What Crawford praises as the "strain of realism" in "Tam o' Shanter" is its descriptive, autobiographical component. Burns was a riding officer for the Excise; in his later life, he spent most of his free time at taverns such as the Globe Inn at Dumfries. As a child, he had been spellbound by tales of local atrocities and supernatural visitations spun by a relative, Betty Davidson; many of her stories had focused on weird happenings at Alloway's nearby ruined kirk. Since "Tam o' Shanter" begins at a tavern, describes a wild, drunken ride, and features a witches' dance at Alloway kirk, it is clear that autobiographical material is an important factor. It is not all-important, however, because it fails to provide a means of analyzing the complex tone of the poem—the implied attitude toward the things described. Crawford's praise of a descriptive "strain of realism" had led him in the passage quoted above to see superstitious terror as part of the emotional message in "Tam o' Shanter." For all his reservations about "Tam o' Shanter," Carlyle is actually closer to the truth when he speaks of its sparkling "rhetoric," which distances readers from any naive immersion in horror. Burns's presentation of the supernatural material is mock-heroic (as was Pope's presentation of Belinda in one of Burns's favorite poems, The Rape of the Lock); in any mock-heroic work, the challenge to critics is determining where the irony stops.

_ _ _ _ _

Instructions for the task
Reproduce the entire passage above on Burns's "Tam o' Shanter" word for word.

Supplied information

_ _ _ _ _

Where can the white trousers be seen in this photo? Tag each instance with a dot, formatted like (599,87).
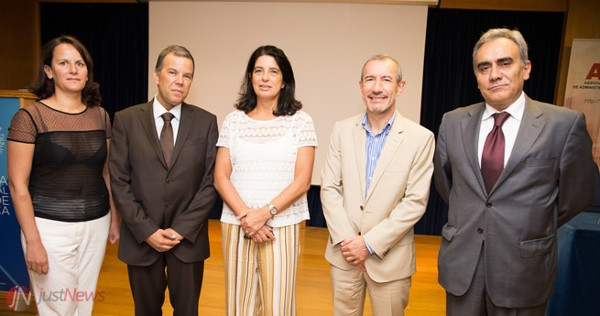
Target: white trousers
(75,254)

_ _ _ _ _

Exercise output
What Crawford praises as the "strain of realism" in "Tam o' Shanter" is its descriptive, autobiographical component. Burns was a riding officer for the Excise; in his later life, he spent most of his free time at taverns such as the Globe Inn at Dumfries. As a child, he had been spellbound by tales of local atrocities and supernatural visitations spun by a relative, Betty Davidson; many of her stories had focused on weird happenings at Alloway's nearby ruined kirk. Since "Tam o' Shanter" begins at a tavern, describes a wild, drunken ride, and features a witches' dance at Alloway kirk, it is clear that autobiographical material is an important factor. It is not all-important, however, because it fails to provide a means of analyzing the complex tone of the poem—the implied attitude toward the things described. Crawford's praise of a descriptive "strain of realism" had led him in the passage quoted above to see superstitious terror as part of the emotional message in "Tam o' Shanter." For all his reservations about "Tam o' Shanter," Carlyle is actually closer to the truth when he speaks of its sparkling "rhetoric," which distances readers from any naive immersion in horror. Burns's presentation of the supernatural material is mock-heroic (as was Pope's presentation of Belinda in one of Burns's favorite poems, The Rape of the Lock); in any mock-heroic work, the challenge to critics is determining where the irony stops.